>>>>

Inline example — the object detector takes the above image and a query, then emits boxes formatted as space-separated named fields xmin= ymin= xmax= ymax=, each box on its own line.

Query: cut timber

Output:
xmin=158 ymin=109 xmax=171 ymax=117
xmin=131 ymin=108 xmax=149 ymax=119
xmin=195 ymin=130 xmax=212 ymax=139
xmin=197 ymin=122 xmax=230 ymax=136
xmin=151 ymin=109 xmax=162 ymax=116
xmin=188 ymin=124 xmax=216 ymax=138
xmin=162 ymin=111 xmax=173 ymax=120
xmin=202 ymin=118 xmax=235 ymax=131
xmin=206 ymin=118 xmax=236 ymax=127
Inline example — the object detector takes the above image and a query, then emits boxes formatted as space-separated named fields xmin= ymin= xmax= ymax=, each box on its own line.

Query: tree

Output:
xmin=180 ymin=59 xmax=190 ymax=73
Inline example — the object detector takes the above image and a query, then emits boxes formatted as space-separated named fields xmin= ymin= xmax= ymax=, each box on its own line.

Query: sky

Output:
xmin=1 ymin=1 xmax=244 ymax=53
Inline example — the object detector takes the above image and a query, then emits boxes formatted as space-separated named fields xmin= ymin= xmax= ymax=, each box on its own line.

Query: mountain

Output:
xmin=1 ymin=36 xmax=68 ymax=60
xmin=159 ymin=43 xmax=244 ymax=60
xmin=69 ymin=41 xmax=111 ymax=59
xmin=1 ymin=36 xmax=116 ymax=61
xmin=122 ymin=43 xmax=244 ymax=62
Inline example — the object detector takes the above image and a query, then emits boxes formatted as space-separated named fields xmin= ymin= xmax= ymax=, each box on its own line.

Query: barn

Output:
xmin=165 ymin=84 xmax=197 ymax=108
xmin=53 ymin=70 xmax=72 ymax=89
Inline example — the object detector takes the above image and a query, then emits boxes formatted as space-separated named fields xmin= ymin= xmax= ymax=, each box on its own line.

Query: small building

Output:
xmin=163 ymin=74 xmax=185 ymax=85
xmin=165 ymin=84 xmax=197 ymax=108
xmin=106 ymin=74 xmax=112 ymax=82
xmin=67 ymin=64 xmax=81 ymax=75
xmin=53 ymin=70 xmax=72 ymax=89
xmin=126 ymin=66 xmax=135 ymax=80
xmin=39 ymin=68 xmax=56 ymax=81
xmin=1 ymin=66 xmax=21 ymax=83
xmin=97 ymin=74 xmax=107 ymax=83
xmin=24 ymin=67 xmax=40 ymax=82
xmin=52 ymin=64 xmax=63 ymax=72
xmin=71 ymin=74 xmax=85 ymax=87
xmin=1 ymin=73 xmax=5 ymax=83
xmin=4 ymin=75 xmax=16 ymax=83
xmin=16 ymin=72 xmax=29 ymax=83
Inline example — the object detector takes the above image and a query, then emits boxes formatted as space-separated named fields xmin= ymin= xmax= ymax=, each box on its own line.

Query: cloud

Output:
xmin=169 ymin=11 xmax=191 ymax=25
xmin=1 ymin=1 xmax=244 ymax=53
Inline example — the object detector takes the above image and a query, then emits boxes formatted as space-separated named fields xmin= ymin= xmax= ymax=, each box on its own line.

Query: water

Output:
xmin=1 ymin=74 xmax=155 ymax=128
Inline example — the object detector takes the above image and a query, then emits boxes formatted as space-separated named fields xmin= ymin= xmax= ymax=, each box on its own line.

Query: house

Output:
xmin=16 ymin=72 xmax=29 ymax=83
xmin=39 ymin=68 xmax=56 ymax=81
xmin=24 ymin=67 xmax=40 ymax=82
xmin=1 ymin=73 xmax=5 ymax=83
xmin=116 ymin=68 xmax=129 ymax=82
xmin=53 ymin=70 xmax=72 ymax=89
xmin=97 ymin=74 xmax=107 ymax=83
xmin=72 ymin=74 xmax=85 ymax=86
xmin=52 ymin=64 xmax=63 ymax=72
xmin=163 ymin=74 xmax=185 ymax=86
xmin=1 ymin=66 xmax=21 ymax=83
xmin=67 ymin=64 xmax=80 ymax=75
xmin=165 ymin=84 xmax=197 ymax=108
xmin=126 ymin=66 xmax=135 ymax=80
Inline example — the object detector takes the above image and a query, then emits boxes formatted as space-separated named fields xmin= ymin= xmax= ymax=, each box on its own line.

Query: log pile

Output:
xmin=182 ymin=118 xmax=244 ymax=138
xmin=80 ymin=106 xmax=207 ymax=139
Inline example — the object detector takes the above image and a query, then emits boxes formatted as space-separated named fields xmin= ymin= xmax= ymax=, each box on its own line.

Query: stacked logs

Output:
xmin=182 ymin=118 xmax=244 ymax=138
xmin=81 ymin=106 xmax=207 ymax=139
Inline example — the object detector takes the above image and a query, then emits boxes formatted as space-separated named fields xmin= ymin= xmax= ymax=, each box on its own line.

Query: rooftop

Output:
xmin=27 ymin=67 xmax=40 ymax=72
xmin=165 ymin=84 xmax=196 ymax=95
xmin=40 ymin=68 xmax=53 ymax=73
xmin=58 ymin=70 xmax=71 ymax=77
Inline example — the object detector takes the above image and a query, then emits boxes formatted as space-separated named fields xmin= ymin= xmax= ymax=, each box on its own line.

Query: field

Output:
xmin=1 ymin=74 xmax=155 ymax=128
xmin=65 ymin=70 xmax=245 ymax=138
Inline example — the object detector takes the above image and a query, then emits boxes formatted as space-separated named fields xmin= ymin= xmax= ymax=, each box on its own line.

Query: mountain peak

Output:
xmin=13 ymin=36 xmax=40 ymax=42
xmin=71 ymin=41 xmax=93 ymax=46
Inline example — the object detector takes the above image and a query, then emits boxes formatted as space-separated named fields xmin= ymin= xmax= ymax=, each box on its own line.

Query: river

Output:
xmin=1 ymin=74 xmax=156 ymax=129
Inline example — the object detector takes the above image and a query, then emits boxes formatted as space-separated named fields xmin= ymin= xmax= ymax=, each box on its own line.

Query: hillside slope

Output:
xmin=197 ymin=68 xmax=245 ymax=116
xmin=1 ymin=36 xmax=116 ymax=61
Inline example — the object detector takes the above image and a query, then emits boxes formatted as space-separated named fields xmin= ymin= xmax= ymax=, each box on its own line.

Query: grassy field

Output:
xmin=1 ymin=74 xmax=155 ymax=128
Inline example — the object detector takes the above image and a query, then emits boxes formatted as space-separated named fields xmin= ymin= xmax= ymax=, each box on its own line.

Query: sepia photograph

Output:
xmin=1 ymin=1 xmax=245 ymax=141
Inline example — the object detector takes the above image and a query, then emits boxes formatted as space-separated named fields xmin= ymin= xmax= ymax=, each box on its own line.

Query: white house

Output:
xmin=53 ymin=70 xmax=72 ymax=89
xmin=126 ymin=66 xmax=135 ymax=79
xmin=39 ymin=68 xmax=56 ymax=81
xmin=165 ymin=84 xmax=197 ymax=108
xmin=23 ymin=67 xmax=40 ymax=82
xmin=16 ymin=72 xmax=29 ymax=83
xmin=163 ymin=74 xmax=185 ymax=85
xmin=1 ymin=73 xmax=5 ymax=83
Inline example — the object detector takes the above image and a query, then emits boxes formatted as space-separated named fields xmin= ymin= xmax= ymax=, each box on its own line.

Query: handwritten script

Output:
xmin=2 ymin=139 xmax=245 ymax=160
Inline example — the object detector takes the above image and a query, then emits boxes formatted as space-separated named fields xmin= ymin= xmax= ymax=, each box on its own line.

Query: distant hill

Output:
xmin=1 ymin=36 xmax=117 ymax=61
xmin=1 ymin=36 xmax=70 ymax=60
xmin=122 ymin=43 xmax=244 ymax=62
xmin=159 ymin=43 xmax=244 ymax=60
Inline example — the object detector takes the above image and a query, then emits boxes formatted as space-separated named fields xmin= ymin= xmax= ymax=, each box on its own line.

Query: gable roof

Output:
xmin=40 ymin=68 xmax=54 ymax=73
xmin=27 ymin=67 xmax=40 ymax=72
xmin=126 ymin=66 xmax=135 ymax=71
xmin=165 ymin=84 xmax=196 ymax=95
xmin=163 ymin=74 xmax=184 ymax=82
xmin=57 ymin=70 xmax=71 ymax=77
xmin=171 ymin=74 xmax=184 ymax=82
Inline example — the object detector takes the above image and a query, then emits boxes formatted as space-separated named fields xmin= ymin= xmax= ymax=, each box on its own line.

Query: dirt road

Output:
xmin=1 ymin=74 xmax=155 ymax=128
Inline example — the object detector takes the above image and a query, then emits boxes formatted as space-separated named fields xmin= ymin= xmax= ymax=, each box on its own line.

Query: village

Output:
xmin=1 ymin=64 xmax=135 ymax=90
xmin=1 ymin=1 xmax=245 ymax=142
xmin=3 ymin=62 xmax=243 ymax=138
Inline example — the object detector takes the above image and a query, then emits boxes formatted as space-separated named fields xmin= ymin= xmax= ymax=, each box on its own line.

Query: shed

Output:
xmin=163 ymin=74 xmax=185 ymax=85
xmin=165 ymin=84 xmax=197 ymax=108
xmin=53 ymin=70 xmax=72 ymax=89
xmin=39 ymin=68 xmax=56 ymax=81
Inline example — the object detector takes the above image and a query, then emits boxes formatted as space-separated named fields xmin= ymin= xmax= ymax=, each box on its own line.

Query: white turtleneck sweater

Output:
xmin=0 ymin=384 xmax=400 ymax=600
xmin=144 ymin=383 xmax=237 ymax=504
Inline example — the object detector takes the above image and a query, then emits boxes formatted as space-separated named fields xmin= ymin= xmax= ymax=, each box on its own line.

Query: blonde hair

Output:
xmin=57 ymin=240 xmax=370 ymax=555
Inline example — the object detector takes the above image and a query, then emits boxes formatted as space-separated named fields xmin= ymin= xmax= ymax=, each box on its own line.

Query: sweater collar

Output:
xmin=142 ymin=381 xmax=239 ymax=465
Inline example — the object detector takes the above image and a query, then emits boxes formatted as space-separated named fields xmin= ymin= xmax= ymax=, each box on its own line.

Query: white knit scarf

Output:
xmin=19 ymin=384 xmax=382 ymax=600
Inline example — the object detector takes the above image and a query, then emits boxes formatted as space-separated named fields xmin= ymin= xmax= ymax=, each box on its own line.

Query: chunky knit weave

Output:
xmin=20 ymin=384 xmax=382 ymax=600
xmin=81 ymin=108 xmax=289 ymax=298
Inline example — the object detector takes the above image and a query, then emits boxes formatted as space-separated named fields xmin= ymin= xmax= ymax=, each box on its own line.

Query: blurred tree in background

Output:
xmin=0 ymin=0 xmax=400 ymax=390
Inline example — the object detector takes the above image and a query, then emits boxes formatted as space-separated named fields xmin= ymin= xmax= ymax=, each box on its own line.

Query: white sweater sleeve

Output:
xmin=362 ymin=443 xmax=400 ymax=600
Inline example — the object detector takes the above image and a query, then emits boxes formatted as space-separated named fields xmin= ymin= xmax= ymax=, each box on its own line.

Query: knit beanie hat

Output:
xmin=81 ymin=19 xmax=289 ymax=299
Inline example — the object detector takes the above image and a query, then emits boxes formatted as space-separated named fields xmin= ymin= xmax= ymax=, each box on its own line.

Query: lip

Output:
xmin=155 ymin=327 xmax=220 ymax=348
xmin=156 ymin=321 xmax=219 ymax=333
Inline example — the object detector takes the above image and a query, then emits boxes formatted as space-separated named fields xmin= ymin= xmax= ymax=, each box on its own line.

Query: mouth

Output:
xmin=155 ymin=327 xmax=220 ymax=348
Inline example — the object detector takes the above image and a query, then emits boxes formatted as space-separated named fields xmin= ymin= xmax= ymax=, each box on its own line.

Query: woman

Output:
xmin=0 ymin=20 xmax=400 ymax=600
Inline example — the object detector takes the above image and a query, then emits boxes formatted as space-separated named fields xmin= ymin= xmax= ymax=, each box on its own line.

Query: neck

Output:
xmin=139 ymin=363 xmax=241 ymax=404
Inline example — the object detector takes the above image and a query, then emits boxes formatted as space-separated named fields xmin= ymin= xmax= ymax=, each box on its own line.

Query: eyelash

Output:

<<<<

> [DIRECTION]: Reproduce the lines from the top of the listing through the line with "xmin=195 ymin=130 xmax=212 ymax=139", swapping "cut timber" for "felled logs" and leaving everything else as it is.

> [FULL SOLUTION]:
Inline example — the object detector takes the above image and a query, then emits boxes formatted as space-separated named fields xmin= ymin= xmax= ymax=, each box on its own line.

Query: felled logs

Output:
xmin=158 ymin=109 xmax=171 ymax=117
xmin=131 ymin=108 xmax=149 ymax=119
xmin=195 ymin=130 xmax=212 ymax=139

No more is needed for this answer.